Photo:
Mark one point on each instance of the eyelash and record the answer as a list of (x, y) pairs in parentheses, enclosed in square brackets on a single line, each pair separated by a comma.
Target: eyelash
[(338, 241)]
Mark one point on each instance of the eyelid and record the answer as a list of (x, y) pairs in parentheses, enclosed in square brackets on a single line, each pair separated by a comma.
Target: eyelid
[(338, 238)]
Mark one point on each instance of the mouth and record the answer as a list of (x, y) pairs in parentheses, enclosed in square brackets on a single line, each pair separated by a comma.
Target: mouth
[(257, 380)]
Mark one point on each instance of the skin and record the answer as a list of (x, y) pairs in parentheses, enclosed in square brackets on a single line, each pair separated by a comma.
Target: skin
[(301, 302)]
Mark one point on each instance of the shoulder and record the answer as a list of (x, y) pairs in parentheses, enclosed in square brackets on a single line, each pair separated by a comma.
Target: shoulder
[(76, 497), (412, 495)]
○ ○ ○ ○ ○
Repeat word for word everything in the rows above from the line containing "Mark one point on each instance of the eyelid" down to the line containing "[(301, 302)]", including both of those lines.

Mark one point on each instance of the eyelid and record the answer as a list of (x, y) pairs in parentheses, enclosed in square brackets on a single line, each pair separated by a comma.
Target: eyelid
[(338, 238)]
Mark one point on each instance of the mouth and record the answer as a list of (x, y) pairs in parentheses, enclosed in square brackets on a single line, each pair separated by a comma.
Target: mouth
[(257, 380)]
Mark one point on each instance of the skin and record the answer as a list of (x, y) pairs in parentheses, enclosed in square brackets on a single line, each pair separated by a comma.
Target: skin
[(301, 302)]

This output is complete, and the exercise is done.